GOAL: All the records that follow need to be reproduced exactly. Omit the images.

>>>

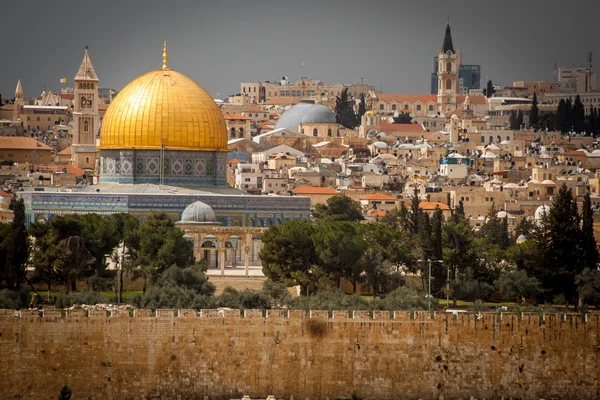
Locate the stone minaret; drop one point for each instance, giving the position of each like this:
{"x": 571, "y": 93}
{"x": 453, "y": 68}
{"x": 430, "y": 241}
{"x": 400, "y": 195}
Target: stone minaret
{"x": 448, "y": 63}
{"x": 18, "y": 106}
{"x": 86, "y": 119}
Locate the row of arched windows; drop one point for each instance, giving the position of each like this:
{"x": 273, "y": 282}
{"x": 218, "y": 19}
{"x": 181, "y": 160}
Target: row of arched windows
{"x": 86, "y": 85}
{"x": 240, "y": 131}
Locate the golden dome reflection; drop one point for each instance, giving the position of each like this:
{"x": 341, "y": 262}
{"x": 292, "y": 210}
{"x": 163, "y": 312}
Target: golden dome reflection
{"x": 163, "y": 107}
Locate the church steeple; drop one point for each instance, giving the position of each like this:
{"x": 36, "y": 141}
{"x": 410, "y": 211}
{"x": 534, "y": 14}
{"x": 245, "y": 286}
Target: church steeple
{"x": 18, "y": 101}
{"x": 86, "y": 69}
{"x": 447, "y": 40}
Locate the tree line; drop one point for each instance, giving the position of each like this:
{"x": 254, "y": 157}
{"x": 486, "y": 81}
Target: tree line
{"x": 553, "y": 262}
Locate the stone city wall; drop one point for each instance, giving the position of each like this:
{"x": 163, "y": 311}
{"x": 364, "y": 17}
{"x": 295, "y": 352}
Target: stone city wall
{"x": 224, "y": 354}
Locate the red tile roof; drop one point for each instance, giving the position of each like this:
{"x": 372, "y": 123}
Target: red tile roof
{"x": 376, "y": 213}
{"x": 402, "y": 128}
{"x": 430, "y": 205}
{"x": 379, "y": 196}
{"x": 237, "y": 117}
{"x": 314, "y": 190}
{"x": 22, "y": 143}
{"x": 474, "y": 99}
{"x": 411, "y": 98}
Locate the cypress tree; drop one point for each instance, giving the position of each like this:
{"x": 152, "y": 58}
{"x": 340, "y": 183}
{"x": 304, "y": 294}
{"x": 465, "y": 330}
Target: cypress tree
{"x": 362, "y": 108}
{"x": 344, "y": 114}
{"x": 415, "y": 211}
{"x": 564, "y": 246}
{"x": 578, "y": 115}
{"x": 569, "y": 115}
{"x": 534, "y": 113}
{"x": 561, "y": 116}
{"x": 590, "y": 251}
{"x": 460, "y": 210}
{"x": 520, "y": 119}
{"x": 513, "y": 121}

<<<

SOLUTION FOR THIS PROBLEM:
Locate the stone minaret; drop one point for each instance, giving the position of each like this:
{"x": 571, "y": 93}
{"x": 453, "y": 68}
{"x": 430, "y": 241}
{"x": 400, "y": 195}
Target: stone minaret
{"x": 448, "y": 63}
{"x": 18, "y": 106}
{"x": 86, "y": 119}
Locate the row of arched windows; drop one point for each instance, giving the position of each like this:
{"x": 273, "y": 282}
{"x": 218, "y": 19}
{"x": 181, "y": 160}
Target: row of arched windows
{"x": 86, "y": 85}
{"x": 240, "y": 131}
Locate the golden dome reflection; drop one point for each instance, giving the position of each like this:
{"x": 341, "y": 262}
{"x": 292, "y": 210}
{"x": 163, "y": 312}
Target: golden dome reflection
{"x": 163, "y": 107}
Locate the church steeple; drop one point for each instance, giving the position of each like this:
{"x": 36, "y": 141}
{"x": 410, "y": 211}
{"x": 534, "y": 14}
{"x": 245, "y": 286}
Target: church steeple
{"x": 18, "y": 101}
{"x": 86, "y": 69}
{"x": 447, "y": 40}
Locate the tree line; drop one point for each instance, giving the position of each like this:
{"x": 254, "y": 157}
{"x": 486, "y": 81}
Target: tree line
{"x": 553, "y": 262}
Locate the stone city wall; drop one point for each instance, giving the position of each like this:
{"x": 163, "y": 311}
{"x": 364, "y": 17}
{"x": 295, "y": 352}
Target: stone city wall
{"x": 224, "y": 354}
Locate the red tile roof; drop one point for each instance, giving the position of each like this:
{"x": 372, "y": 123}
Target: red tile roof
{"x": 376, "y": 213}
{"x": 402, "y": 128}
{"x": 430, "y": 205}
{"x": 379, "y": 196}
{"x": 237, "y": 117}
{"x": 314, "y": 190}
{"x": 22, "y": 143}
{"x": 474, "y": 99}
{"x": 411, "y": 98}
Locate the cypress tree; drop one point for each instance, giving the position of each like this:
{"x": 152, "y": 58}
{"x": 340, "y": 183}
{"x": 304, "y": 294}
{"x": 465, "y": 330}
Target: cypress tree
{"x": 362, "y": 108}
{"x": 344, "y": 114}
{"x": 415, "y": 211}
{"x": 564, "y": 246}
{"x": 578, "y": 115}
{"x": 569, "y": 115}
{"x": 534, "y": 113}
{"x": 561, "y": 116}
{"x": 590, "y": 251}
{"x": 460, "y": 210}
{"x": 520, "y": 119}
{"x": 513, "y": 121}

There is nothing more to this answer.